- DIRECTION
Rename each "formatted example" in the records below to "sample path", and give all of the records again with nothing else changed.

### THE DATA ###

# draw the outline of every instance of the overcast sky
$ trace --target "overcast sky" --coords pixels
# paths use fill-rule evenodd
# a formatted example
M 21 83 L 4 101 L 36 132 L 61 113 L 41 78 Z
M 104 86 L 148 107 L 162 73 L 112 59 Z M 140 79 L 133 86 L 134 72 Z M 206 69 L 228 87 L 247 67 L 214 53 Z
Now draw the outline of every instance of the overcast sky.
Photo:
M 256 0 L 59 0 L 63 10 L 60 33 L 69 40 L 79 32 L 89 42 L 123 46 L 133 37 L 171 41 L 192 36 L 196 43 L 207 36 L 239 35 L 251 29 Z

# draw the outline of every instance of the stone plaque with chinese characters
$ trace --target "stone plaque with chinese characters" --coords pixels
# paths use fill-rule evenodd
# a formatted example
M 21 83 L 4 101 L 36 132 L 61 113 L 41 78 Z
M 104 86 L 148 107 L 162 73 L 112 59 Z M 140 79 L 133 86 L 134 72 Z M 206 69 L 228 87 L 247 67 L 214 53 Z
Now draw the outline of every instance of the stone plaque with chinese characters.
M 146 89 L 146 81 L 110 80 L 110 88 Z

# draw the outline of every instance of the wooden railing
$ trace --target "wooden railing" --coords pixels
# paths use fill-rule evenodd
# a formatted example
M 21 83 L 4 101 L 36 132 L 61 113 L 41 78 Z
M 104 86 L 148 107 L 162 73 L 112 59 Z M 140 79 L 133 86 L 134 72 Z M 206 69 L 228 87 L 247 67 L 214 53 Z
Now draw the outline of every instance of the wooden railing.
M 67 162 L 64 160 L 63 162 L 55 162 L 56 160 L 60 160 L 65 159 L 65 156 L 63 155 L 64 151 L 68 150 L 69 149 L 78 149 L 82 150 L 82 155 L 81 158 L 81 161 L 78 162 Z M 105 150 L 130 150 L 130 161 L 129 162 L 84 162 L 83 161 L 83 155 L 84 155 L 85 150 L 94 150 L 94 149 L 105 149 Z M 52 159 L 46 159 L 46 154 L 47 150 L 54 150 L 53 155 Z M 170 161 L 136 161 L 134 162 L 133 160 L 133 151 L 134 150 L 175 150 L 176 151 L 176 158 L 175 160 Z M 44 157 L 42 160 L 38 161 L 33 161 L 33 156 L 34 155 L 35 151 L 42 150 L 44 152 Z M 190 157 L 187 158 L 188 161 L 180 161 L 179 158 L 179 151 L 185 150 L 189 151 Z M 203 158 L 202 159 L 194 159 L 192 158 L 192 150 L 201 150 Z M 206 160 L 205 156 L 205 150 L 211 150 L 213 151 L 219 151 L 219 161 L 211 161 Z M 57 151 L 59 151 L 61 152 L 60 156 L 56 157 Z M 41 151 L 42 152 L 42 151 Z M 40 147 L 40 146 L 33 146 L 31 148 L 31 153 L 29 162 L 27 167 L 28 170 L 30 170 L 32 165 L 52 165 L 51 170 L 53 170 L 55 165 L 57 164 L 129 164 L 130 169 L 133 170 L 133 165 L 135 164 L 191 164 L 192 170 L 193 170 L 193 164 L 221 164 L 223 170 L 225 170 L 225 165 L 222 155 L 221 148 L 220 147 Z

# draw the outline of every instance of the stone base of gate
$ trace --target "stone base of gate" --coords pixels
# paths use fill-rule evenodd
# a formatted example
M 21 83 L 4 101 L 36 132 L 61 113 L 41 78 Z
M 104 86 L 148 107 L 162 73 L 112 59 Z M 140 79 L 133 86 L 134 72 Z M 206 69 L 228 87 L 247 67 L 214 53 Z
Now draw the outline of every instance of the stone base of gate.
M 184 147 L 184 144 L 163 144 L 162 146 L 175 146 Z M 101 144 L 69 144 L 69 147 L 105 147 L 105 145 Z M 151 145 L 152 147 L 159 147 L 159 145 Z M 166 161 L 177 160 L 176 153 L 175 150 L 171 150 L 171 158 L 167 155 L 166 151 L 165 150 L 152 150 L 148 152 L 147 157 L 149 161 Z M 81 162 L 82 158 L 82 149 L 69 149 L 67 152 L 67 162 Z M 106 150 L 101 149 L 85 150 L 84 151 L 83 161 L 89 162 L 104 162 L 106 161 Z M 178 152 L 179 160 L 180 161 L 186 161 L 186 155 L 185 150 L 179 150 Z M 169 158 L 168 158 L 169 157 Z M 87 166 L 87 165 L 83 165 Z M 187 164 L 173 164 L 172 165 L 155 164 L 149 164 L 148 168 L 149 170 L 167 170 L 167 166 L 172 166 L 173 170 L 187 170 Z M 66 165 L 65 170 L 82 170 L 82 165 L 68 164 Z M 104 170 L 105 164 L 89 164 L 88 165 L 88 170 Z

###

- EXERCISE OUTPUT
# draw the outline of every instance of the overcast sky
$ trace --target "overcast sky" --coords pixels
# paths use fill-rule evenodd
# a sample path
M 21 83 L 4 101 L 36 132 L 61 113 L 41 78 Z
M 104 86 L 148 107 L 162 73 L 112 59 Z M 140 79 L 133 86 L 134 72 Z M 206 69 L 228 87 L 247 67 L 214 53 Z
Now draw the outline of every instance of the overcast sky.
Photo:
M 256 0 L 59 0 L 63 10 L 60 33 L 69 40 L 79 32 L 89 42 L 123 46 L 133 37 L 171 41 L 192 36 L 196 43 L 207 36 L 239 35 L 251 29 Z

# draw the outline of every instance of the stone plaque with chinese characters
$ trace --target "stone plaque with chinese characters" --coords pixels
# paths use fill-rule evenodd
# a sample path
M 21 83 L 4 101 L 36 132 L 61 113 L 41 78 Z
M 104 86 L 148 107 L 162 73 L 112 59 Z M 140 79 L 133 86 L 134 72 Z M 206 69 L 228 87 L 247 67 L 214 53 Z
Now draw the outline of every instance of the stone plaque with chinese characters.
M 146 89 L 146 81 L 110 80 L 110 88 Z

# draw the outline of every instance of the wooden railing
$ trace --target "wooden railing" --coords pixels
# paths use fill-rule evenodd
# a sample path
M 21 83 L 4 101 L 36 132 L 61 113 L 41 78 Z
M 104 86 L 148 107 L 162 73 L 112 59 Z M 140 79 L 133 86 L 134 72 Z M 206 69 L 228 87 L 247 67 L 214 53 Z
Now draw the outline of every instance of the wooden railing.
M 67 162 L 64 160 L 63 162 L 55 162 L 56 160 L 60 160 L 65 159 L 65 156 L 63 155 L 64 151 L 68 150 L 69 149 L 78 149 L 82 150 L 82 155 L 81 158 L 81 161 L 78 162 Z M 105 150 L 130 150 L 130 161 L 129 162 L 84 162 L 83 161 L 83 155 L 84 155 L 85 150 L 94 150 L 94 149 L 105 149 Z M 52 159 L 46 159 L 46 154 L 47 150 L 54 150 L 53 155 Z M 170 161 L 136 161 L 134 162 L 133 160 L 133 151 L 134 150 L 175 150 L 176 151 L 176 158 L 175 160 Z M 44 157 L 42 160 L 38 161 L 33 161 L 33 156 L 34 155 L 35 151 L 42 150 L 44 152 Z M 190 157 L 187 158 L 188 161 L 180 161 L 179 158 L 179 151 L 185 150 L 189 151 Z M 203 158 L 202 159 L 194 159 L 192 158 L 192 150 L 201 150 Z M 206 160 L 205 156 L 205 150 L 211 150 L 213 151 L 219 151 L 219 161 L 211 161 Z M 57 151 L 59 151 L 61 152 L 60 156 L 56 157 Z M 41 151 L 42 152 L 42 151 Z M 40 147 L 40 146 L 33 146 L 31 148 L 31 153 L 29 162 L 27 167 L 28 170 L 30 170 L 32 165 L 52 165 L 51 170 L 53 170 L 55 165 L 57 164 L 129 164 L 130 169 L 133 170 L 133 165 L 135 164 L 191 164 L 192 170 L 193 170 L 193 164 L 221 164 L 223 170 L 225 170 L 225 165 L 222 155 L 221 148 L 220 147 Z

# draw the outline of every instance of the stone base of gate
$ trace --target "stone base of gate" --coords pixels
# paths use fill-rule evenodd
# a sample path
M 21 83 L 4 101 L 36 132 L 61 113 L 41 78 Z
M 104 86 L 148 107 L 162 73 L 112 59 Z M 140 79 L 133 86 L 134 72 Z M 206 69 L 228 87 L 247 67 L 214 53 Z
Now draw the outline of every instance of the stone base of gate.
M 184 147 L 184 144 L 163 144 L 162 146 L 175 146 Z M 101 144 L 69 144 L 69 147 L 105 147 L 105 145 Z M 151 145 L 152 147 L 159 147 L 159 145 Z M 166 161 L 177 160 L 176 153 L 175 150 L 171 150 L 171 158 L 167 155 L 166 151 L 165 150 L 152 150 L 148 152 L 147 157 L 149 161 Z M 81 162 L 82 158 L 82 149 L 69 149 L 67 152 L 67 162 Z M 106 150 L 101 149 L 85 150 L 84 151 L 83 161 L 89 162 L 104 162 L 106 161 Z M 178 152 L 179 160 L 180 161 L 186 161 L 186 155 L 185 150 L 179 150 Z M 169 158 L 168 158 L 169 157 Z M 87 166 L 87 165 L 83 165 Z M 187 164 L 173 164 L 172 165 L 155 164 L 149 164 L 148 168 L 149 170 L 167 170 L 167 166 L 172 166 L 173 170 L 187 170 Z M 66 165 L 65 170 L 82 170 L 82 165 L 68 164 Z M 104 170 L 105 164 L 89 164 L 88 165 L 88 170 Z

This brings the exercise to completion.